TEXT PROVIDED –

"Island of Lost Souls" is a song recorded by the band Blondie and released as the lead single from their sixth studio album, The Hunter, in April 1982.

Song information and chart success
Continuing the band's penchant for spanning different genres of music, including rock, disco, reggae and rap/hip-hop (all of which had given the band No. 1 hits), "Island of Lost Souls" saw Blondie delve into calypso music. The song was recorded in the autumn of 1981, and promotional copies of the single were sent to U.S. radio stations on 31 October 1981.

Upon its release in 1982, "Island of Lost Souls" was not one of Blondie's biggest hits, only reaching the Top 10 in Belgium, although it did top the Canadian RPM Adult Contemporary chart. It peaked at No. 37 on the Billboard Hot 100 (becoming Blondie's final U.S. Top 40 hit on that chart to date), and also reached No. 11 in the United Kingdom.

Music video
The music video was filmed in the Isles of Scilly in the UK. It features three scenes interspersed with each other: a group of men dressed as undertakers in a Cornish gig boat, the band dressed in white monk robes (the members apart from Harry play horns and saxophones while wearing fish masks), and the band dressed as a Latin American band.

GOAL 1 – According to the text about the song, where was the music video filmed?

MATERIAL PROVIDED –
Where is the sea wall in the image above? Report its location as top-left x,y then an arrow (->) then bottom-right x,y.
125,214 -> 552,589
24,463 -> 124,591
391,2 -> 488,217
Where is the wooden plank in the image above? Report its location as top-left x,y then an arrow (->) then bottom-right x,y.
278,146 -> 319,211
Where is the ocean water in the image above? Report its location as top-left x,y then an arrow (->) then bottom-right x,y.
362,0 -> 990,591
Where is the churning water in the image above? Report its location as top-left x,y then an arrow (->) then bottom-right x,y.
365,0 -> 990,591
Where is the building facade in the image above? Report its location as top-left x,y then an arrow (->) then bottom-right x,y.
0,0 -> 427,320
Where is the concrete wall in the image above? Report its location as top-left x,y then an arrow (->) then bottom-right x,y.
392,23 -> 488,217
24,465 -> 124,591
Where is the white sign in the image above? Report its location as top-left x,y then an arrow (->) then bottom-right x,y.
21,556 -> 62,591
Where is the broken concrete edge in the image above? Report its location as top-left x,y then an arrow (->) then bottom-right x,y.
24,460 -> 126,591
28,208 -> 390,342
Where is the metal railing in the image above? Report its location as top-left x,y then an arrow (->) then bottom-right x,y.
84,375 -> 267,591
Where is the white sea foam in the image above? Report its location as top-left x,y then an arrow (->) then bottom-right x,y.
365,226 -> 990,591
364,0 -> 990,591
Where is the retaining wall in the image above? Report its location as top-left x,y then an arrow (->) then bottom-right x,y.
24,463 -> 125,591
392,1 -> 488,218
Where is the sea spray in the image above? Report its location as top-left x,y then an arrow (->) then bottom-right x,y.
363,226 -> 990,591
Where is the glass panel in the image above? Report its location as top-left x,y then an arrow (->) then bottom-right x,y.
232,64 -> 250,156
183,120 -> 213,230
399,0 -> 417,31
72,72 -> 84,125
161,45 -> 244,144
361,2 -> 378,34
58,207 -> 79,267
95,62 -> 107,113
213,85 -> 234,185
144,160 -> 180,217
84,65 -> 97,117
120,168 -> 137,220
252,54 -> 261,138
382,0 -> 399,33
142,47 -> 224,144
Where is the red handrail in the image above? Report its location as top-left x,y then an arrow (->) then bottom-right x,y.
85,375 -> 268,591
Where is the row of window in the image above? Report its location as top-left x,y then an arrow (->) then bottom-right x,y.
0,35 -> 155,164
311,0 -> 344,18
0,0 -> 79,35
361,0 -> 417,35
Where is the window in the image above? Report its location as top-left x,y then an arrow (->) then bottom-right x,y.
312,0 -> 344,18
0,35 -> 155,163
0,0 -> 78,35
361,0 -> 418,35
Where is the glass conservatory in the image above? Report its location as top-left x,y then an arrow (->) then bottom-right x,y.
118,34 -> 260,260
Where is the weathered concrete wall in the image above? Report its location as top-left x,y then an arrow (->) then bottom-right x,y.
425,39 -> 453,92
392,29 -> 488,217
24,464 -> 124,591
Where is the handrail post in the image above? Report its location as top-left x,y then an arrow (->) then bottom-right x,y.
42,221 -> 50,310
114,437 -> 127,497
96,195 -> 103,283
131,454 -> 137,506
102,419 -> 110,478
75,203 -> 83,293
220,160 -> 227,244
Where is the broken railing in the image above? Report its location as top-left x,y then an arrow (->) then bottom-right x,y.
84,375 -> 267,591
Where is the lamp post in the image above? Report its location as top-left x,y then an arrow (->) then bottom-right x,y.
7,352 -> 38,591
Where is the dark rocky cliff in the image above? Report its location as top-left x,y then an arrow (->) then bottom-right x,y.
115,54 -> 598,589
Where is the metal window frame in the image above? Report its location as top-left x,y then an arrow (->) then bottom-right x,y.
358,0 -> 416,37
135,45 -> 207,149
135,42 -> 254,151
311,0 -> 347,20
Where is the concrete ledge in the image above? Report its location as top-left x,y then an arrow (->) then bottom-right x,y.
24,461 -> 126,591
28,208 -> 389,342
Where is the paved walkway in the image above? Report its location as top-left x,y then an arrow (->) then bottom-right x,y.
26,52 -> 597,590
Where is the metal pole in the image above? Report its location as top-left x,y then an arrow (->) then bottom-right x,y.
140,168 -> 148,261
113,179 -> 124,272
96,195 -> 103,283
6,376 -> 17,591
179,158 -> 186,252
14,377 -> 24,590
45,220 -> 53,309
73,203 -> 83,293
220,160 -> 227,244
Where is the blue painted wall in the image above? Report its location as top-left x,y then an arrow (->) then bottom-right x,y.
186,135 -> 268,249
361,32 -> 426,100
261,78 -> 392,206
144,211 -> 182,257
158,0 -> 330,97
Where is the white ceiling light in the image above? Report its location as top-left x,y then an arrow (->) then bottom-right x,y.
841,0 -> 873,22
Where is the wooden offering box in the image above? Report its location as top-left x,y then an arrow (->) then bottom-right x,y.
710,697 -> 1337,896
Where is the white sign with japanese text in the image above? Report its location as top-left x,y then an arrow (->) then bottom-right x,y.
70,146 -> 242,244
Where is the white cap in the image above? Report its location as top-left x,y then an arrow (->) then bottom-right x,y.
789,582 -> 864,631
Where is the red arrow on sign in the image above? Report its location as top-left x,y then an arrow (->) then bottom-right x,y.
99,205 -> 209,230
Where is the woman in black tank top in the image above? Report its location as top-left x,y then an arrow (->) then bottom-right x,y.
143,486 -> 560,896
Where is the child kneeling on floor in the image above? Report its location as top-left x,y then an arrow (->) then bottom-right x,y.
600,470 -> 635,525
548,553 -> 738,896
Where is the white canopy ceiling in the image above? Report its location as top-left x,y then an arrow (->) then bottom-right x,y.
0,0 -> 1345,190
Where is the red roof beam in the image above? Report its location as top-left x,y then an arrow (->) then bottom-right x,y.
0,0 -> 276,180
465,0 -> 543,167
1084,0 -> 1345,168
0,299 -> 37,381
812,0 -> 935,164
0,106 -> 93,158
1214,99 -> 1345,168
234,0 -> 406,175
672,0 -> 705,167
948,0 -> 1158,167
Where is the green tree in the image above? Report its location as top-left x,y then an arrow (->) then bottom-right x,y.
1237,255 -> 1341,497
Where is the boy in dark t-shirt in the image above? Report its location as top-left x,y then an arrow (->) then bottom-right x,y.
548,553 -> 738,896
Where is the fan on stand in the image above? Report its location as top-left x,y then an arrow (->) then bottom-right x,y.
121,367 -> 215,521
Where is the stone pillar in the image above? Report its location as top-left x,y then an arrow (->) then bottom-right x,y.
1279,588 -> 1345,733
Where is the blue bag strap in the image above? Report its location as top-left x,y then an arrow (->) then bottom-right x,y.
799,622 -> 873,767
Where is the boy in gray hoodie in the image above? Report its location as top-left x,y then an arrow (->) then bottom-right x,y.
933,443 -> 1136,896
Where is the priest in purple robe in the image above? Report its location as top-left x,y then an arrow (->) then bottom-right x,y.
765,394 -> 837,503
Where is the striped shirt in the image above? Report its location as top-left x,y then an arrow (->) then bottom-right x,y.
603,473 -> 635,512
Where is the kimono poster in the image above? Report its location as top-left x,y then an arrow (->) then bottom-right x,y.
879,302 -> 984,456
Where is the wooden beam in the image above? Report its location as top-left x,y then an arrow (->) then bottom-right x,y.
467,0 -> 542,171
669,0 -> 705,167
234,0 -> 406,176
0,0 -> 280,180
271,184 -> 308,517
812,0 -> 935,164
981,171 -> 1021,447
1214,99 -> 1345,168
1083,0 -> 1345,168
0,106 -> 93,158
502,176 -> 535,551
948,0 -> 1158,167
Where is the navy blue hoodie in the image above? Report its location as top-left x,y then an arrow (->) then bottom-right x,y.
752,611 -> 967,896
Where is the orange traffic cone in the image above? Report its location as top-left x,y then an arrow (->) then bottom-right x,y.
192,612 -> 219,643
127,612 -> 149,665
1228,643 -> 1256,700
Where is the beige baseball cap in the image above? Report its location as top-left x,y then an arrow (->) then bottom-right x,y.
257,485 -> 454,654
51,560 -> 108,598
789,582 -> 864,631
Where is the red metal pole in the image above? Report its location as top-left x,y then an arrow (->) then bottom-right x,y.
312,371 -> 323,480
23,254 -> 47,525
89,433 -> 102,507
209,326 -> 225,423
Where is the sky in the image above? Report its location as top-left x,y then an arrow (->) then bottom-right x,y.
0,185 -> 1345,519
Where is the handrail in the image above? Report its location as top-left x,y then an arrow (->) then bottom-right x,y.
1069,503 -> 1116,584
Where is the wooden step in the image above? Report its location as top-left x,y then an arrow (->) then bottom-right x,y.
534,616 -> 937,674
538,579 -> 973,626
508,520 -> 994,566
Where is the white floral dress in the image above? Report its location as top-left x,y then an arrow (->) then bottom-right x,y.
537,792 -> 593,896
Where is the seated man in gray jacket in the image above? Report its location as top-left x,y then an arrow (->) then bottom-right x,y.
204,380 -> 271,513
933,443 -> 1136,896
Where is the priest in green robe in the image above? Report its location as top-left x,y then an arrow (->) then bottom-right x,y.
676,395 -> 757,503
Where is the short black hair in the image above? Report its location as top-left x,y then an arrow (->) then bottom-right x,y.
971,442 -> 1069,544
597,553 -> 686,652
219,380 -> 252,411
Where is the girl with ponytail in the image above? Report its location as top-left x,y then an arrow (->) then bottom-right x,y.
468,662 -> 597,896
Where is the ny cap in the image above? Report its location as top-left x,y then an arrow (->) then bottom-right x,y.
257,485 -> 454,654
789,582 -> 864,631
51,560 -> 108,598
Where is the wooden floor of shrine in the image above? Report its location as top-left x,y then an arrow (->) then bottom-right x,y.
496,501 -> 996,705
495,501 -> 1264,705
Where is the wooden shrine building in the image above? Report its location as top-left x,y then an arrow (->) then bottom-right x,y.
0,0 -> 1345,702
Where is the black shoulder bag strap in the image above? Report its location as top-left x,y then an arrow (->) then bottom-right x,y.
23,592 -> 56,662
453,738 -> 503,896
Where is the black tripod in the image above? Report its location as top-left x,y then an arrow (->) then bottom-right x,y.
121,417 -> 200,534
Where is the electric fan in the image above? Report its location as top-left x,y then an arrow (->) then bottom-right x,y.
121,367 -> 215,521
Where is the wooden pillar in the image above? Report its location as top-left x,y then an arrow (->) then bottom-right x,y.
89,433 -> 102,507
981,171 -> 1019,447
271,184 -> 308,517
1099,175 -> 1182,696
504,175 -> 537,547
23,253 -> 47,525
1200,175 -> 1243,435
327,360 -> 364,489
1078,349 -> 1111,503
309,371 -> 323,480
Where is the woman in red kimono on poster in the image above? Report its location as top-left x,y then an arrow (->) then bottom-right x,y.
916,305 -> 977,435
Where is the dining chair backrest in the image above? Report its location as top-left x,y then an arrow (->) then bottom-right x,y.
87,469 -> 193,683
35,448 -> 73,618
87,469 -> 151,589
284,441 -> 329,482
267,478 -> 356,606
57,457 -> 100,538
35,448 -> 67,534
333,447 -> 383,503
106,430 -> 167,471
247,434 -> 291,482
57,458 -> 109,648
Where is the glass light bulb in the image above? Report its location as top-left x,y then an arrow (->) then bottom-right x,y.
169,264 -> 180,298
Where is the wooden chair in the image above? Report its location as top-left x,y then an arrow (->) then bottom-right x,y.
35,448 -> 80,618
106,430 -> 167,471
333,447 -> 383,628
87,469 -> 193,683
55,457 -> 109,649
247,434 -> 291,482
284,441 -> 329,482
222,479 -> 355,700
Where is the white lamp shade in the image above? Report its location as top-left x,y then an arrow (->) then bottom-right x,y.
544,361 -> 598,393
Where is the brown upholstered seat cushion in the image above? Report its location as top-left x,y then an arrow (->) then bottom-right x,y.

GOAL 2 – Write out the entries again from the line that contains "Where is the white sign in" through the line that contains "363,226 -> 990,591", inclusive, keeping the requests. Multiply every coordinate in the answers by 1.5 and round each to a whole number, with halves rounded up.

OUTPUT 1 – In the Isles of Scilly in the UK.

OUTPUT 2 –
Where is the white sign in the image above? Report its location as top-left x,y then an arrow (->) then bottom-right x,y.
32,834 -> 93,887
Where is the broken concrete edge in the image above? Report its location as top-left x,y then an arrow (->) then bottom-right x,y.
36,690 -> 189,887
42,312 -> 585,513
Where is the metal railing in the image above? Report its location as top-left x,y then an arrow (->) then bottom-right x,y.
126,563 -> 401,887
Where is the white sea foam in the image above? Report its location as top-left x,y then an arrow (->) then bottom-right x,y.
548,339 -> 1485,887
546,0 -> 1485,887
Where is the retaining wall in the image above? Report its location as top-left x,y then an arrow (->) then bottom-right x,y.
36,695 -> 188,887
588,2 -> 732,327
Where is the sea spray in the image above? Report its location as top-left x,y then an arrow (->) then bottom-right x,y.
545,339 -> 1485,887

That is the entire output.